The prediction came true in another way as well. In the final scene, Taylor finds not only his destiny but, in a certain way, the destiny of the novel too. Written in French, with French astronauts who land in a future France at the end, the Statue of Liberty of course never appears in Boulle’s novel. But you will find an image of a ruined Statue of Liberty on the cover of the current paperback edition of Planète des Singes.
V
Ape Politics
10
Banana Republic
GREG LITTMANN
Life’s tough for a chimpanzee on the Planet of the Apes (1968). If anybody needs a doctor or an architect, or a blacksmith or a wheelwright, the first thing they do is call in a chimpanzee. If they need a porch swept, a load transported by wagon, or a message taken down to the laboratory, they snap their hairy fingers and send for a chimp.
Yet despite being the backbone of simian society, the chimpanzees get no say at all in how society is run. Instead, all power and authority is held in the hands of the orangutans, which is just how the officious orange bastards like it. Ape City is run according to laws set down by the orangutans, as interpreted by orangutan officials, and enforced by hulking gorillas who can snap a chimpanzee like a twig.

Excerpts from a point labeling dataset:
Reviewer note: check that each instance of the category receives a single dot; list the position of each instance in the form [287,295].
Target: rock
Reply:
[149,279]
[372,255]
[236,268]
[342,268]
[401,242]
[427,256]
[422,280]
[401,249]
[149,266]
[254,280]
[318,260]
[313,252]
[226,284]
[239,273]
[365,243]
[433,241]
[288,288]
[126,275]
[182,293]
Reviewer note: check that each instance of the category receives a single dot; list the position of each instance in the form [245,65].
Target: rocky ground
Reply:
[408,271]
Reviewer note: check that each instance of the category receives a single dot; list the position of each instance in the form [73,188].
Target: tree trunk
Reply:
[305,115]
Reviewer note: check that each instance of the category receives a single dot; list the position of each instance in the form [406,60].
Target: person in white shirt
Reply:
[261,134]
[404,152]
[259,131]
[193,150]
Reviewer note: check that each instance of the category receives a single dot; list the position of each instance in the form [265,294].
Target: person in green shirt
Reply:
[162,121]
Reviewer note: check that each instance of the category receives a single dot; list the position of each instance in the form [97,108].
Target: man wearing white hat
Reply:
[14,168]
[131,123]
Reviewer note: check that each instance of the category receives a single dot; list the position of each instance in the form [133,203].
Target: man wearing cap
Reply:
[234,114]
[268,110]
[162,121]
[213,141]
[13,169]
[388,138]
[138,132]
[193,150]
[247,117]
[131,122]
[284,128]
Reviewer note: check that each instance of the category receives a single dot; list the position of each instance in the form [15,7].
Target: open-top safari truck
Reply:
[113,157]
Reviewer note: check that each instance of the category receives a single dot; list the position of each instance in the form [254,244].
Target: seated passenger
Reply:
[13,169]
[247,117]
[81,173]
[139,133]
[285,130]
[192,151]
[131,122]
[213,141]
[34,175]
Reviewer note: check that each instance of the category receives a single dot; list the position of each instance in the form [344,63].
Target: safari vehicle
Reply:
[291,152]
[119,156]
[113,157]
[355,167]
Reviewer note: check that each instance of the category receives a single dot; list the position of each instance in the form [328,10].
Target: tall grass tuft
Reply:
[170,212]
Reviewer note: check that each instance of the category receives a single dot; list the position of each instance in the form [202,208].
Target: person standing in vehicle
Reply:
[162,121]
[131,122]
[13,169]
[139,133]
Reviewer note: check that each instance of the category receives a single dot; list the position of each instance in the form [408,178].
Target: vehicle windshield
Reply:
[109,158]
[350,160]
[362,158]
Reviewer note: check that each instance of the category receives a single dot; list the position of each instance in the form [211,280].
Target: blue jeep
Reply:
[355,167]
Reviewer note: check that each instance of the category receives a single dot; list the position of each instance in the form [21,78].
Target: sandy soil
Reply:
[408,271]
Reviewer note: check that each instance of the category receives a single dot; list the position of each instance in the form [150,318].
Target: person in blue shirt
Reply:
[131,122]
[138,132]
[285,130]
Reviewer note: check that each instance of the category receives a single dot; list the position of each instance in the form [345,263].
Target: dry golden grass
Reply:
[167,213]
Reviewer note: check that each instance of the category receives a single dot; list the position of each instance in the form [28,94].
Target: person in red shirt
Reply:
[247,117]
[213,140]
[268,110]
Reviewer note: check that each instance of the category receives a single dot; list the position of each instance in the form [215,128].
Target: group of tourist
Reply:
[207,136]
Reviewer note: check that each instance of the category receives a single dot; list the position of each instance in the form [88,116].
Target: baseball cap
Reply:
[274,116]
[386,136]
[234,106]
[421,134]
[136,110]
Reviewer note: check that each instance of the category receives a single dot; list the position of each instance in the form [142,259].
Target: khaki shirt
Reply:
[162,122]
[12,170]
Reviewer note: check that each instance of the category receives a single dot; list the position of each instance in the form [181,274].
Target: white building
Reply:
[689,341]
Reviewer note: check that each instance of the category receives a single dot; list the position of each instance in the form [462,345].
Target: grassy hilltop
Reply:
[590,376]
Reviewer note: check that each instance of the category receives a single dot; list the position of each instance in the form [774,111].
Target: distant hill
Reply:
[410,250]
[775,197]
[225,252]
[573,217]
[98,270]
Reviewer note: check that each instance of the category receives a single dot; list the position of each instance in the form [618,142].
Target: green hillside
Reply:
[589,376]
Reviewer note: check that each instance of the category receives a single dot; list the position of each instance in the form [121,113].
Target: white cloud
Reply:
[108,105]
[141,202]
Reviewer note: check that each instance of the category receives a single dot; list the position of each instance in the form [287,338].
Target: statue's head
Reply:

__JOBS__.
**a)** Transcribe the entries from the line containing "the form [287,338]." up to and including the last line of the entries.
**b)** Pick up the passage on ape society in Planet of the Apes after its last sentence and continue it.
The passage on Planet of the Apes and the entries have nothing to do with each other.

__TASK RESPONSES__.
**a)**
Reviewer note: check that each instance of the category receives a single dot; list the position of each instance in the form [287,338].
Target: statue's head
Reply:

**b)**
Chimpanzees can’t even express opinions counter to those of the orangutan elite. Finally able to speak after a hundred thousand years or so of evolution, the chimps are rendered mute by the government. It’s hard not to sympathize. I’m sure we all feel like little chimpanzees sometimes, trapped in an environment where the great big orangutans and gorillas hold all of the power and enjoy all of the fruit.
Just to add insult to injury, the chimpanzees are assured that society is ordered for the greater good in accordance with divine law. The orangutans insist that by holding all of the power, they are merely performing a public service in accordance with God’s will and the natural order of things. They teach that an orangutan-dominated society is a healthy society, with everyone in their proper place, with the wisest and fittest-to-rule firmly in charge of the rest. According to the orangutans, the chimpanzees are better off with the orangutans making decisions on their behalf, and the gorillas there to keep them in line.
Is ape society a healthy society? Answering that question requires us to have some idea of what a healthy society would be like but political thinkers have come to a wide variety of very different conclusions about how society should be run. One thing that makes the ape society from Planet of the Apes particularly interesting from the point of view of political philosophy is how closely this science-fiction civilization resembles one of the oldest and most famous and influential conceptions of what an ideal society would be like. The ancient Greek philosopher Plato (429–347 B.C.E.) provided us with the earliest great works of political philosophy that we have. In his longest text, The Republic, he laid out his model of a well-run independent city-state.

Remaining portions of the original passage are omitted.